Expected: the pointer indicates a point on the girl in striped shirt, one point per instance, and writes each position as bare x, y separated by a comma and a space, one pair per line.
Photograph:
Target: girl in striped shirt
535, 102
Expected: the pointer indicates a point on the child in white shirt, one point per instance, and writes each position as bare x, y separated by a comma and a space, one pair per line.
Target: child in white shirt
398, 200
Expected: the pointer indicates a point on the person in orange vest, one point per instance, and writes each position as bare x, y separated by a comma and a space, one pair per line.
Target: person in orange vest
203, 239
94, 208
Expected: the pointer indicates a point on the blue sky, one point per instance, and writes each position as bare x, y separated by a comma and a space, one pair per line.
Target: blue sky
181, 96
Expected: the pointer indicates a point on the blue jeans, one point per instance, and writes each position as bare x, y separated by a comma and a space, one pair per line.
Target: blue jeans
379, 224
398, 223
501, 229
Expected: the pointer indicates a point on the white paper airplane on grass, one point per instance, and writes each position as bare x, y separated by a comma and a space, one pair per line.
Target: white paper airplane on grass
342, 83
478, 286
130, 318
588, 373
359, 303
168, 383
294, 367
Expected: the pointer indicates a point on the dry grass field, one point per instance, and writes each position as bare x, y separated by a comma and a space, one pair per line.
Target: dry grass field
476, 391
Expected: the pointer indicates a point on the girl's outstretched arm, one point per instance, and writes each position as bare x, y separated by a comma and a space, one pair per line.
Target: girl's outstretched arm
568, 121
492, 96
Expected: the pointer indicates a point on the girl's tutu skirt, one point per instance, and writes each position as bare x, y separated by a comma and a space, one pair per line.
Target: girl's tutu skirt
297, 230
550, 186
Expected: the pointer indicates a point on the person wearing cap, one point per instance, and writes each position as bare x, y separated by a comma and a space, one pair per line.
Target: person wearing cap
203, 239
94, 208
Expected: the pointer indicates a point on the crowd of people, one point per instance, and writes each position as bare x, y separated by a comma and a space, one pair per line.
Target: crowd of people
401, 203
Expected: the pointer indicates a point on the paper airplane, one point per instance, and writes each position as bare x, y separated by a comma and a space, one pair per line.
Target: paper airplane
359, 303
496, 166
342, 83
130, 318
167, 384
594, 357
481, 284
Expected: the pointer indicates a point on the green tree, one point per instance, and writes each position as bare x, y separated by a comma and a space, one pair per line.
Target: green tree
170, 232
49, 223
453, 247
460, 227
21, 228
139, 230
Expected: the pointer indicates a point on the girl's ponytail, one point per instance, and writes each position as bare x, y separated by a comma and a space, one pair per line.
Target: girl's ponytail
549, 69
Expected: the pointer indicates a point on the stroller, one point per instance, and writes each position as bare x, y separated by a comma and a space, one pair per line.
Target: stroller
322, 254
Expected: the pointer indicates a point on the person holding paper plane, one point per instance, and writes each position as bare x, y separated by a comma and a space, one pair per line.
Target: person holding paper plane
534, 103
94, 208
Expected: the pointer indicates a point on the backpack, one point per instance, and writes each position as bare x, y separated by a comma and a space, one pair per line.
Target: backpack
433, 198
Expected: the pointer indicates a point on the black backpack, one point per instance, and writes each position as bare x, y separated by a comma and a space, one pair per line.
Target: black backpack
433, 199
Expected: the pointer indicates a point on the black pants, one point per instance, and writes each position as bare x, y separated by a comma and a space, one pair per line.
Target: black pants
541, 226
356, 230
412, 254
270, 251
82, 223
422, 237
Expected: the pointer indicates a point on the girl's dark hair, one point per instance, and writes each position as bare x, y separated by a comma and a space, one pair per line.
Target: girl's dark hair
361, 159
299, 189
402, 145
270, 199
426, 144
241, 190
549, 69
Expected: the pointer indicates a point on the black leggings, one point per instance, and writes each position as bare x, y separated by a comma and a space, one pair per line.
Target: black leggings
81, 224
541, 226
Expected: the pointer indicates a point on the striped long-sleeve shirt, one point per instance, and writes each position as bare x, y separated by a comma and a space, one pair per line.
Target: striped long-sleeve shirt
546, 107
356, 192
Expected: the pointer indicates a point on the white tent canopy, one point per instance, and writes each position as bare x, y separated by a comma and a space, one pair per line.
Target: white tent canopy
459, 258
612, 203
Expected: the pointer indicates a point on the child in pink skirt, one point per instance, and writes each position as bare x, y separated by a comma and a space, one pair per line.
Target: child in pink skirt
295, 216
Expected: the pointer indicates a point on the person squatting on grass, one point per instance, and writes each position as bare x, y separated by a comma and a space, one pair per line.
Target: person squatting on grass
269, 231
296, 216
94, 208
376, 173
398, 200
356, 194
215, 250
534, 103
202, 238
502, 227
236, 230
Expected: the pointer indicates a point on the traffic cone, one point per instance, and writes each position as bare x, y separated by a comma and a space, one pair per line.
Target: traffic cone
^^^^^^^^^^^^^^^^
- Exercise: Exactly reproduce every line of the records.

- Full response:
Expected: the pointer indicates a point on the girl in striped shirt, one point per instance, and writes each position as bare x, y separated by a comma and a space, one pair per line.
Photograph:
Target: girl in striped shirt
535, 102
Expected: the pointer indicates a point on the child in white shirt, one point per instance, and writes each position as bare x, y separated by a comma and a space, one pair per line.
Target: child in white shirt
398, 200
Expected: the pointer indicates a point on the person in orange vest, one point per instance, and writes each position as bare x, y separated by a comma and a space, one pair per line.
Target: person in orange vest
203, 239
94, 208
Expected: the pointer indicates a point on the blue sky, one point per instance, and writes each position as bare x, y separated by a comma and a space, one pair per line.
Target: blue sky
181, 96
Expected: the pointer indicates a point on the blue jeans, one point per instance, and writes each position as bare x, y separated by a comma and a space, one pair per line.
Target: blue jeans
379, 224
398, 223
501, 229
Expected: the pointer indicates a point on the white paper airplane on grass, one point per instance, and writes each position as bare x, y separated by a comma and a space, one pair per line.
Target: white paper airplane on grass
342, 83
478, 286
130, 318
588, 373
359, 303
168, 383
294, 367
Expected: the pointer indicates a point on the dry grass field, one point per instance, and writes each position as bare x, y separated by a comma and a space, one pair per line.
Target: dry grass field
476, 391
Expected: the pointer indicates a point on the girl's outstretched arm, one point per instance, and writes each position as bare x, y separated by a comma and a space, one pair per line.
Target: girl's outstretched arm
568, 121
492, 96
Expected: the pointer indicates a point on the girl's tutu skirt, one point per instance, and writes each position as bare x, y separated by a comma and a space, one pair per line.
Target: girl's tutu skirt
297, 230
550, 186
Expected: the pointer indicates a point on the person wearing cap, one point per instance, and writes each position as bare x, y separated by a comma and a space, one pair per line.
Target: person wearing cap
203, 239
94, 208
Expected: the pointer indicates a point on the crowd of people, one point per instance, and writes each position as bare x, y separated by a comma and a space, one pair per line.
Target: crowd of people
401, 203
Expected: the pointer indicates a point on the paper airplane, one point per instance, and writes each position as bare x, y separated by a comma and a space, one pair per line.
Target: paper airplane
359, 303
496, 166
342, 83
130, 318
167, 384
594, 357
481, 284
Expected: the pointer indicates a point on the green tree, one point per instance, and writes each position as bare x, y separated by a comma and a space, one pair per line.
Target: green tree
170, 232
49, 223
453, 247
460, 227
21, 228
139, 230
Expected: the pointer indicates a point on the girl's ponytail, one point per instance, and writes each position as bare x, y separated by a comma and a space, one pair per line.
Target: girl's ponytail
549, 69
Expected: the pointer indicates a point on the stroller, one point per instance, and writes each position as bare x, y separated by a comma and a space, one pair per line.
Target: stroller
322, 254
Expected: the pointer indicates a point on the person holding paper plane, one point per instance, and writes each position as bare x, y separated by a comma and a space, one pair per line.
Target: person holding paper plane
534, 103
94, 208
Expected: the pointer indicates a point on the backpack, one point per instance, and writes each position as bare x, y separated by a comma and a space, one pair per line.
Target: backpack
433, 198
Expected: the pointer indicates a point on the black backpack, one point per instance, and writes each position as bare x, y separated by a comma and a space, one pair per line.
Target: black backpack
433, 199
Expected: the pointer indicates a point on the black pants, one point per instance, and writes each position as bare x, y separated by a comma and a space, one pair per line.
Target: black pants
541, 226
356, 230
412, 254
270, 251
82, 223
422, 237
Expected: the pointer indicates a point on the girl's dark hair, one point per instance, and writes each position as bare x, y separated by a comma and a space, one pair per line.
Target: girl's dark hair
361, 159
299, 189
402, 145
270, 199
426, 144
241, 190
549, 69
Expected: the pointer indicates a point on the black leggings, one point per instance, and writes each position as bare x, y separated by a comma and a space, one pair per line.
Target: black leggings
81, 224
541, 226
Expected: the pointer indicates a point on the striped long-sleeve shirt, one point per instance, and writes each position as bare x, y separated by a comma and a space, one pair per line.
Target: striped long-sleeve shirt
546, 107
356, 192
Expected: the pointer indicates a point on the white tent canopy, one point per instance, and writes each position as bare x, y separated by a comma and a space, one pair per line.
Target: white tent canopy
459, 258
612, 203
Expected: the pointer indicates a point on the child in pink skirt, one point per instance, and writes each position as bare x, y separated by a comma and a space, one pair per line.
Target: child in pink skirt
295, 216
Expected: the pointer indicates a point on the person squatting on grass, one point per instance, and writes each position as bare x, y separated by a comma and a space, one pair per line.
Target: person squatting on grass
269, 231
296, 216
94, 208
376, 173
398, 200
356, 194
215, 250
534, 103
202, 238
502, 227
236, 230
Expected: the pointer indicates a point on the traffic cone, one point per instance, and writes each position as bare x, y separated by a comma and a space, one pair per line.
Target: traffic cone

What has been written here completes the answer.